Work request | Locate the word "segment" in the material, then show every line that holds it.

Dataset entries |

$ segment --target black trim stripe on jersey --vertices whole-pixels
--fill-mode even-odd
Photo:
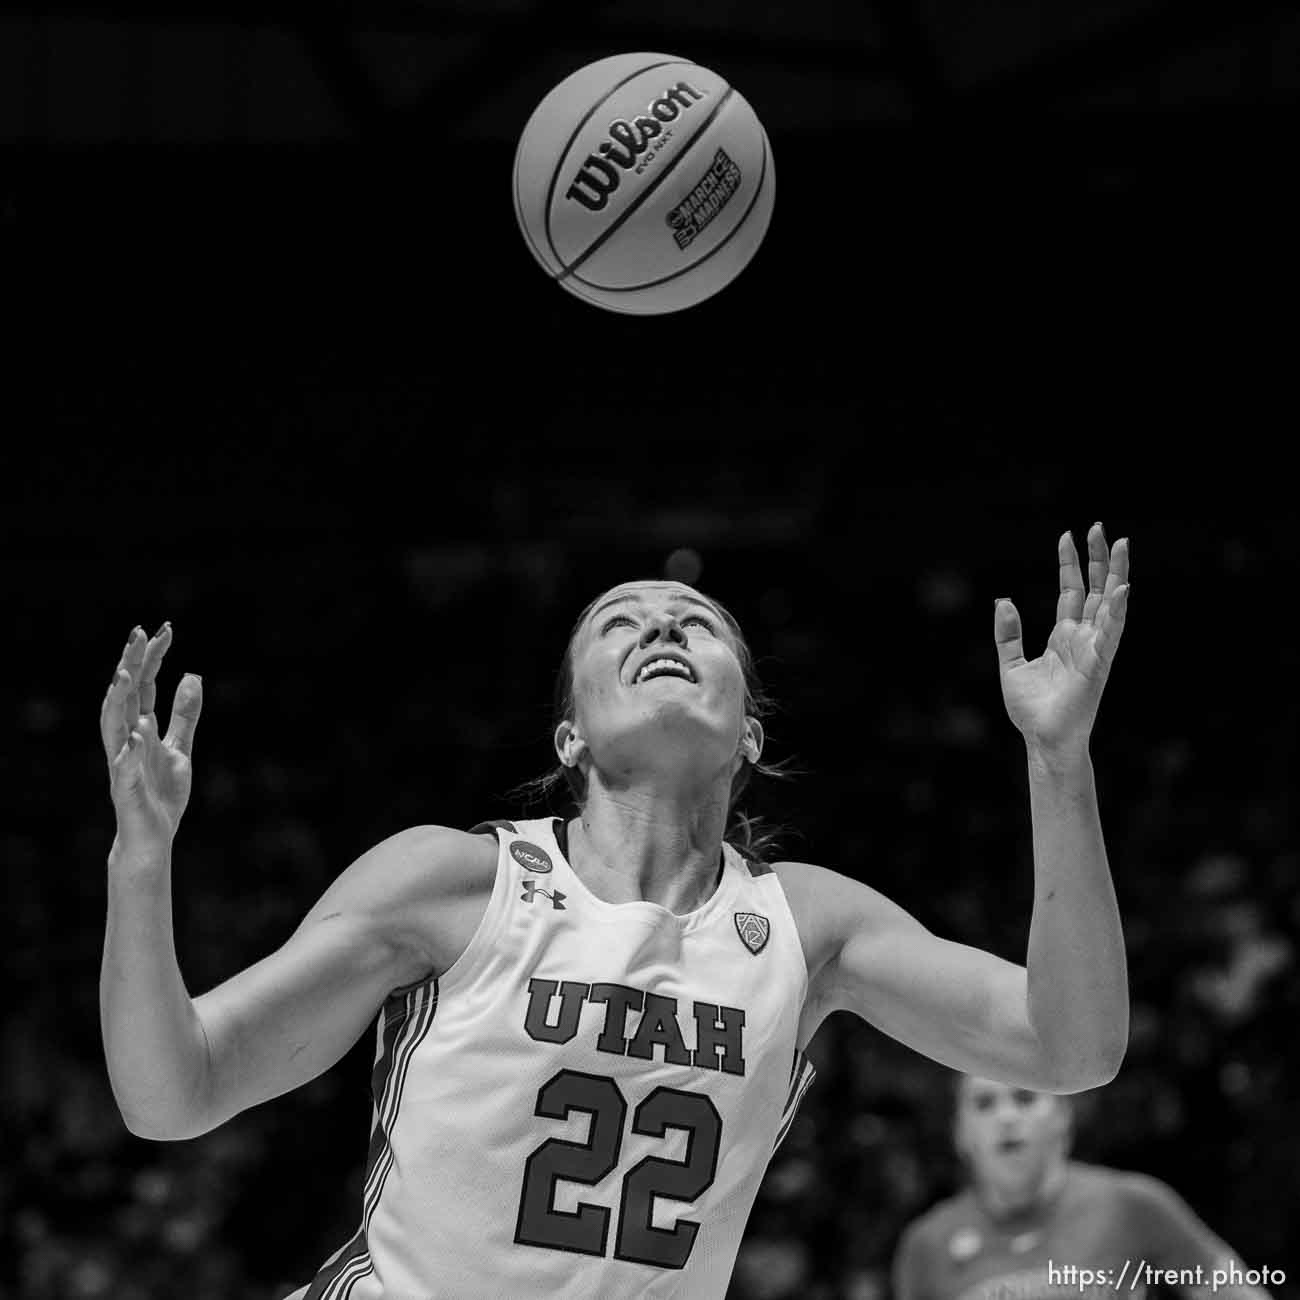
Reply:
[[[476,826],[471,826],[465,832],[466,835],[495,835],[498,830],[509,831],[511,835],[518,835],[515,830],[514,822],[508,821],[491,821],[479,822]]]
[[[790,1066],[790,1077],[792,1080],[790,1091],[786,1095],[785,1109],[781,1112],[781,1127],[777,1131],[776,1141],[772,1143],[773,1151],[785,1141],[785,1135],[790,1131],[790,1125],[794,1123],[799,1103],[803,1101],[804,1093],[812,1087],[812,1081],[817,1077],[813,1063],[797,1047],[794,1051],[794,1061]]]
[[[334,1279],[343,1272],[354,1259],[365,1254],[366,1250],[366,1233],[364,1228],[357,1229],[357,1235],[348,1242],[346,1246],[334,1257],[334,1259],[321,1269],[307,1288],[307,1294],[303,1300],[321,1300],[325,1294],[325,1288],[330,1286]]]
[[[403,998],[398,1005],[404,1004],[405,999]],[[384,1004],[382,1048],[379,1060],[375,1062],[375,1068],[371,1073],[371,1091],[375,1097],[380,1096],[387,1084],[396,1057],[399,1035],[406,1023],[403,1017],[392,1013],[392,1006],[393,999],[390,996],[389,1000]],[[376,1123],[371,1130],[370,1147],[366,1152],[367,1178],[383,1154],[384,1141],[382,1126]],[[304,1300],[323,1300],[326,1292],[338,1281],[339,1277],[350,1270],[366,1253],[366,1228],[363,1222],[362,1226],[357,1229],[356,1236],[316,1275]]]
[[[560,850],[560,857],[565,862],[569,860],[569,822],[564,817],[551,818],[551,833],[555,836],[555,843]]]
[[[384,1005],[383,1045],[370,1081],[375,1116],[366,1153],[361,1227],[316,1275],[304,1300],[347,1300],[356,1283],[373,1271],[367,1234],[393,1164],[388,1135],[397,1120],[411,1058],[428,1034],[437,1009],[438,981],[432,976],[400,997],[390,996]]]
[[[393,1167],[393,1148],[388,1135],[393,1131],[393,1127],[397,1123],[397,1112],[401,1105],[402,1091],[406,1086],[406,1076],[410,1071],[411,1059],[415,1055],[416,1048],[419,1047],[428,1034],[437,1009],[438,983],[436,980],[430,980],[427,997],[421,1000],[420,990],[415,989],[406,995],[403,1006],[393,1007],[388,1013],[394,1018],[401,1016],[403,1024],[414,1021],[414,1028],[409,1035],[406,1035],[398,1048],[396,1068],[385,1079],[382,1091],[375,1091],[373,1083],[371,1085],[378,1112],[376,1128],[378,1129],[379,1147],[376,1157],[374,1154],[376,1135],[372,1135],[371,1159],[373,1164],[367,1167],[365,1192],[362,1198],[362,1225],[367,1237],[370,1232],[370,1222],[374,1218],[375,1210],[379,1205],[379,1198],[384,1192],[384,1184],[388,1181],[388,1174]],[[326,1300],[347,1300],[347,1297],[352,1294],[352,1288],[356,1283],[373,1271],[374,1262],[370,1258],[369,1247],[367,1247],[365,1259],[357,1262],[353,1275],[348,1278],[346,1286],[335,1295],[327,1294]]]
==
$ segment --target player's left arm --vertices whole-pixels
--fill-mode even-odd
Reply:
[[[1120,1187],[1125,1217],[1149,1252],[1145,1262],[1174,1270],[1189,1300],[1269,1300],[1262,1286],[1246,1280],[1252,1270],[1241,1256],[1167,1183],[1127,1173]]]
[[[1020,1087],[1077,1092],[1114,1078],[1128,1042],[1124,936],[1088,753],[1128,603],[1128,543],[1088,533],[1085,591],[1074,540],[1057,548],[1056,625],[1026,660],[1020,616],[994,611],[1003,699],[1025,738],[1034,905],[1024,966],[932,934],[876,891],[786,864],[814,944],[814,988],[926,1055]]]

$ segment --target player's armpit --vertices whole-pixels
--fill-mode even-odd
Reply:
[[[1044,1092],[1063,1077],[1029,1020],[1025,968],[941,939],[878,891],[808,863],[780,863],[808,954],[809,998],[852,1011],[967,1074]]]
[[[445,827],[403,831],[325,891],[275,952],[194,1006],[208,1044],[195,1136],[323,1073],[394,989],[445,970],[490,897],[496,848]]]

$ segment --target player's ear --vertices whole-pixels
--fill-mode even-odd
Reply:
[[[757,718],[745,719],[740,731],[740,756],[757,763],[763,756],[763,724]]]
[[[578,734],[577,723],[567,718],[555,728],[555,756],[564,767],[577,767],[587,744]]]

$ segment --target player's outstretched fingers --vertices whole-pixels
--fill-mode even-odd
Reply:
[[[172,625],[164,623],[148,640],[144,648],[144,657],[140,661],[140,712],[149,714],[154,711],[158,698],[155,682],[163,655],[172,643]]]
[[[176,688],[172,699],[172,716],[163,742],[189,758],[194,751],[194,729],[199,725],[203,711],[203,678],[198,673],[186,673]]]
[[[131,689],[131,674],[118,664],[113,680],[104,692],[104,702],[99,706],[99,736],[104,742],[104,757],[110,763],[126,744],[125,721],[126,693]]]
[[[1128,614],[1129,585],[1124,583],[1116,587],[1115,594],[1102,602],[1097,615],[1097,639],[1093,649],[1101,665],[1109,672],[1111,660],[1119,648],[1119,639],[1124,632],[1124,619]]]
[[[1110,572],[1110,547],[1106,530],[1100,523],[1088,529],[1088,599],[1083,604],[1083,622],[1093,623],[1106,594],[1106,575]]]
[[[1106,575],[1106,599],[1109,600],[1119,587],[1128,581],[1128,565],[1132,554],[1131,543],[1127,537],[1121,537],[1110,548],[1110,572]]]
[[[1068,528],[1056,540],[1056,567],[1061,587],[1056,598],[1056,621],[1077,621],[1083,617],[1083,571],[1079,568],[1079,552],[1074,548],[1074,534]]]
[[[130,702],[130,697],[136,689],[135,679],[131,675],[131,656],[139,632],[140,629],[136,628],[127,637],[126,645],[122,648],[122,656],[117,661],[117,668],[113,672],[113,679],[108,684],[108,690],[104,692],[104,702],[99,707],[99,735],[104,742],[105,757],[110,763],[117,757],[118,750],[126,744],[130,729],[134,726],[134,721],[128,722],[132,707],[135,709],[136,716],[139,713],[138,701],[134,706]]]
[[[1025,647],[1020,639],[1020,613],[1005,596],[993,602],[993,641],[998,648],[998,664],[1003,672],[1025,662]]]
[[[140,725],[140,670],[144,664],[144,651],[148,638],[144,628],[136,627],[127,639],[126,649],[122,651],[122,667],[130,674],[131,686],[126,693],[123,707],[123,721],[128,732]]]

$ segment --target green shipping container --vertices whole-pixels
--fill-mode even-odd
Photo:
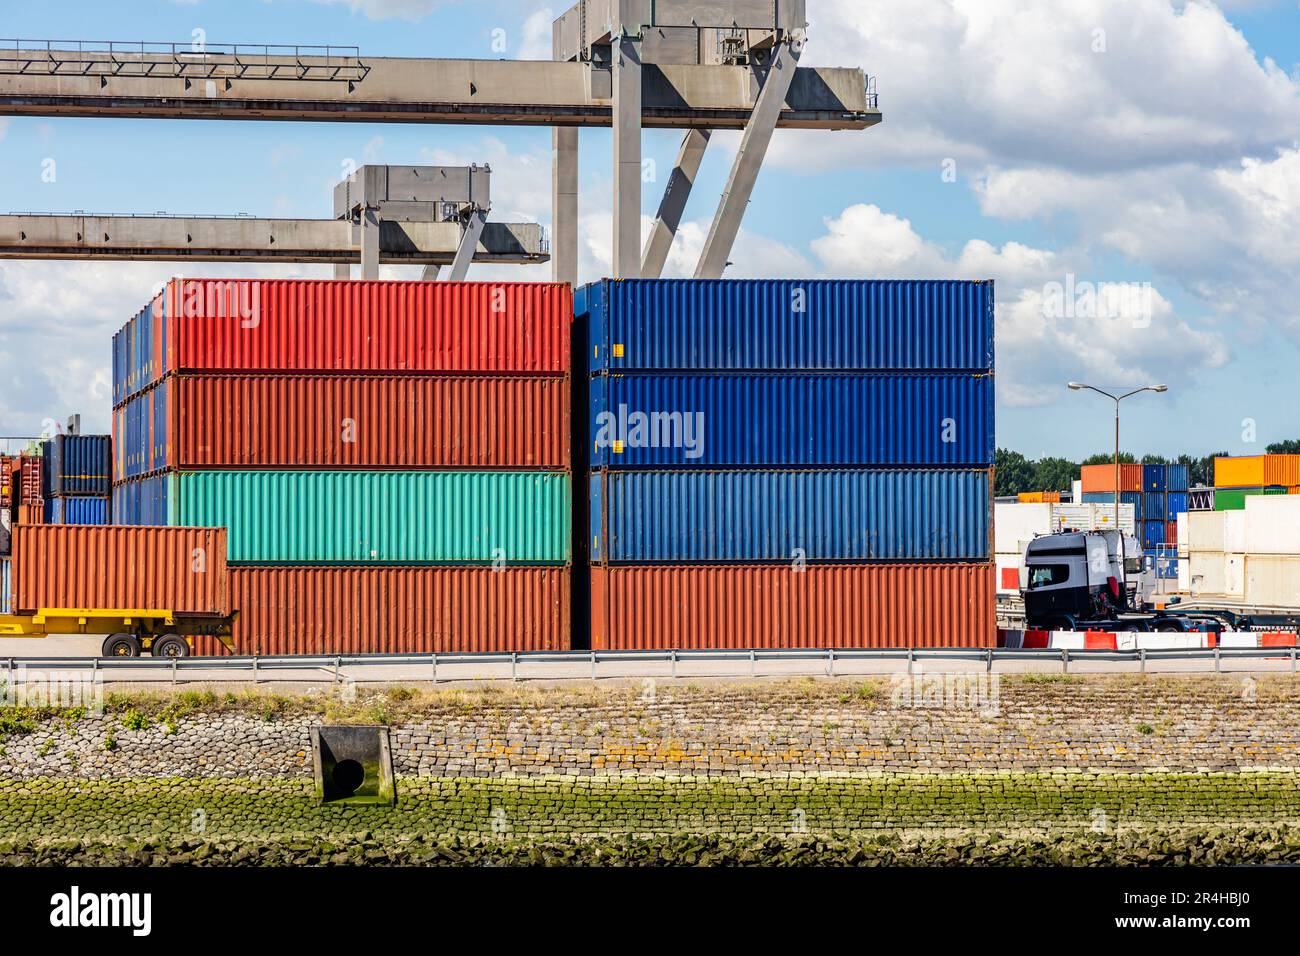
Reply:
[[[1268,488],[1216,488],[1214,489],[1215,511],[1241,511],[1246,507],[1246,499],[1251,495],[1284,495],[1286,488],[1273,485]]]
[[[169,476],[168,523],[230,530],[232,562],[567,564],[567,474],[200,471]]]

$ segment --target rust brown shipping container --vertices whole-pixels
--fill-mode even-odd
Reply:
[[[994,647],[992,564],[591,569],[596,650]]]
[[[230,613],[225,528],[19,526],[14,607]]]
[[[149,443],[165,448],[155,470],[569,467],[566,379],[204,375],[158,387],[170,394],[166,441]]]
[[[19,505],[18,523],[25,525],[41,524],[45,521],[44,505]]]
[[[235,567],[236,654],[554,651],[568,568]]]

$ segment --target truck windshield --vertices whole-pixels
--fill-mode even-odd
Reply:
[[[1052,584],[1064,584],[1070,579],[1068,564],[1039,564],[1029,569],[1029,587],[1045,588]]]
...
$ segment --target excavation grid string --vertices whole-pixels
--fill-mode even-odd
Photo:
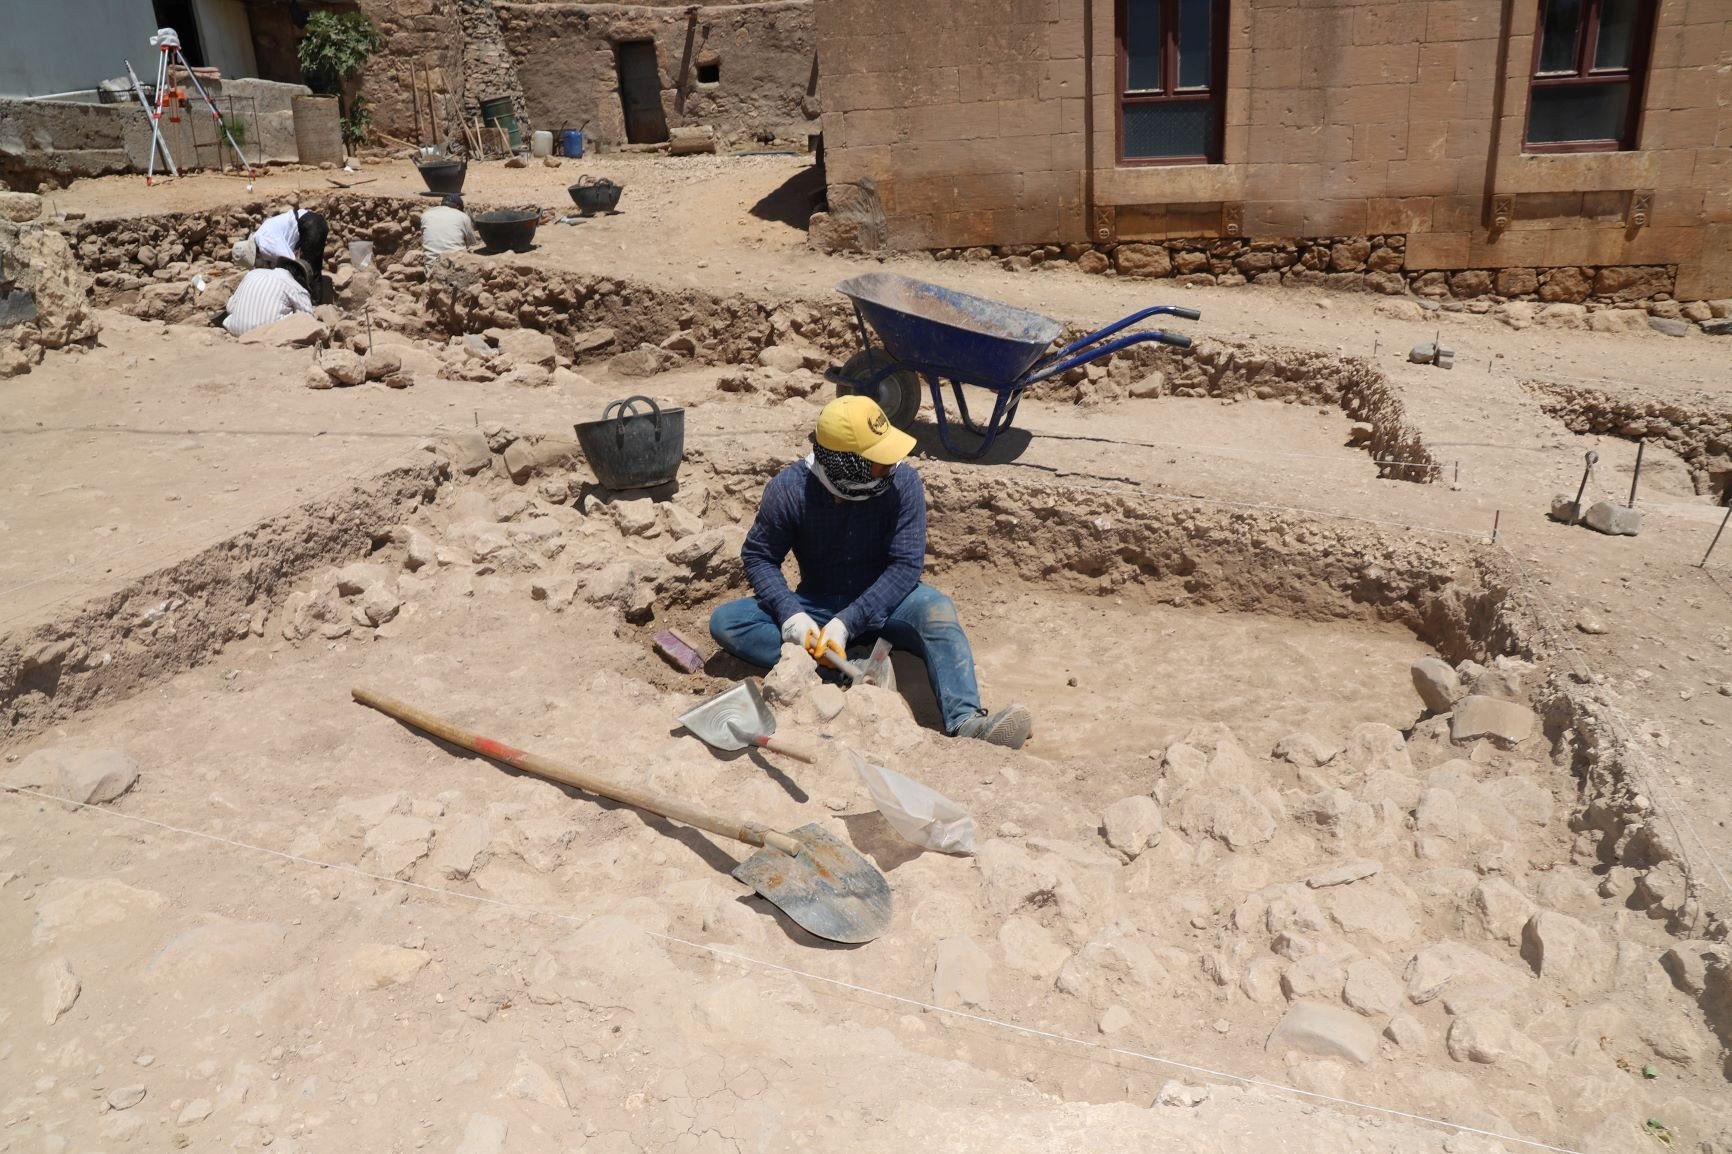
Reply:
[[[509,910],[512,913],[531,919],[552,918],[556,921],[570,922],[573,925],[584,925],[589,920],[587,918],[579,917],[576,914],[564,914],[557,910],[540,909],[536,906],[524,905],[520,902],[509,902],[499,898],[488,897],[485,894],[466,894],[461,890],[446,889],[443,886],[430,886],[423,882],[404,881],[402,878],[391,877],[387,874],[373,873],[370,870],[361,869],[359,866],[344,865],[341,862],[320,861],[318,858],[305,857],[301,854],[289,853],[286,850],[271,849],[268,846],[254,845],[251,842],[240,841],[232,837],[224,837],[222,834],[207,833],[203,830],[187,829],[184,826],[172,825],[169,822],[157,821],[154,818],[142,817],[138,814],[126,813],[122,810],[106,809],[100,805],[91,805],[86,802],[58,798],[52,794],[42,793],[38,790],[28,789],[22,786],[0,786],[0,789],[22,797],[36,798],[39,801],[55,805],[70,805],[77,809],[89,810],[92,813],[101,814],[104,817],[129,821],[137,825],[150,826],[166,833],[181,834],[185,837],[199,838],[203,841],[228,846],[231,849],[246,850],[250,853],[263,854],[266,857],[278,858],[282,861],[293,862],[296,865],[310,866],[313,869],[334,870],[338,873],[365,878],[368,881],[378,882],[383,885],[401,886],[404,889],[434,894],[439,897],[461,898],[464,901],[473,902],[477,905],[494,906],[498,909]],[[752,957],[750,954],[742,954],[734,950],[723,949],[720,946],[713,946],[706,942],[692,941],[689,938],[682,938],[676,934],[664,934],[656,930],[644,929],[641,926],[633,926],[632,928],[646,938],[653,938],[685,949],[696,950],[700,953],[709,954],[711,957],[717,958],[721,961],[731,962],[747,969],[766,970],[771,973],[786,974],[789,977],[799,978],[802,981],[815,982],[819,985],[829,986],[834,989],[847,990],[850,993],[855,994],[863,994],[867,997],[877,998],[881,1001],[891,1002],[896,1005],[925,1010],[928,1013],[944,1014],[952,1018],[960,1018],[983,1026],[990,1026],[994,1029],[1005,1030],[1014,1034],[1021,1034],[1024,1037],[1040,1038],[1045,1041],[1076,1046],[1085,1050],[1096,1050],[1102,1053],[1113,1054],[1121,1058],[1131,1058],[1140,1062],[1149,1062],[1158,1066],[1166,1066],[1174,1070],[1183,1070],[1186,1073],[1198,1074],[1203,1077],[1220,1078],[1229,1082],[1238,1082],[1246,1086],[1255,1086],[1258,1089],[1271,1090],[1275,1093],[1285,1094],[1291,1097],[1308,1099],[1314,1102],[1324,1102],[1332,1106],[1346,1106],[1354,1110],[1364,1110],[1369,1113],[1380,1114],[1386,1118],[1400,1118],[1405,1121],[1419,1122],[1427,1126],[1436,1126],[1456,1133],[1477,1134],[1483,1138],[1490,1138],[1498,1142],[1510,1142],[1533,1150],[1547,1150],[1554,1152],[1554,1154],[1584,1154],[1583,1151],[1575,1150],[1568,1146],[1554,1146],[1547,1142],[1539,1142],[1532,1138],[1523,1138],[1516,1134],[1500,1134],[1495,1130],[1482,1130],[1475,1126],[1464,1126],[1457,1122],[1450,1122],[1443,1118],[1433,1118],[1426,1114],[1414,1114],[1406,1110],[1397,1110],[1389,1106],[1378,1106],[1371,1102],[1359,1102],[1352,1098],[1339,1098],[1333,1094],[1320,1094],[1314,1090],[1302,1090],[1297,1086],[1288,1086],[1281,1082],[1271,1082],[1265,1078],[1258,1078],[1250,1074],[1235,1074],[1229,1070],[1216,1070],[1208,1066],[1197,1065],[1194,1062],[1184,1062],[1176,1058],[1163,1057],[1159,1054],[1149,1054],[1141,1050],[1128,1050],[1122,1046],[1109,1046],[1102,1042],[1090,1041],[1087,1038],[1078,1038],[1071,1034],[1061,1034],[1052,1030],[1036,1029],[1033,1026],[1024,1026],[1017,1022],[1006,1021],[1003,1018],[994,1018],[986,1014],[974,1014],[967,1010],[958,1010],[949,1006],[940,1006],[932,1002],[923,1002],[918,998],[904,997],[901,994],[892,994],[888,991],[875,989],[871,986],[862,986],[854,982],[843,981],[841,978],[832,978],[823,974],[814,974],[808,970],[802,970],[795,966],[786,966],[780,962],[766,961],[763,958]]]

Final answer |
$ segment --target black trim stripe on jersey --vertices whole-pixels
$ segment --target player's left arm --vertices whole-pixels
$ segment --target player's armpit --vertices whole-pixels
$ segment --target player's ear --vertices whole-pixels
$ segment --target player's outstretched fingers --vertices whole-pixels
$ segment --target green shipping container --vertices whole-pixels
$ segment --target rust brown shipping container --vertices whole-pixels
$ segment --target truck windshield --vertices whole-pixels
$ segment --target excavation grid string --vertices whole-pixels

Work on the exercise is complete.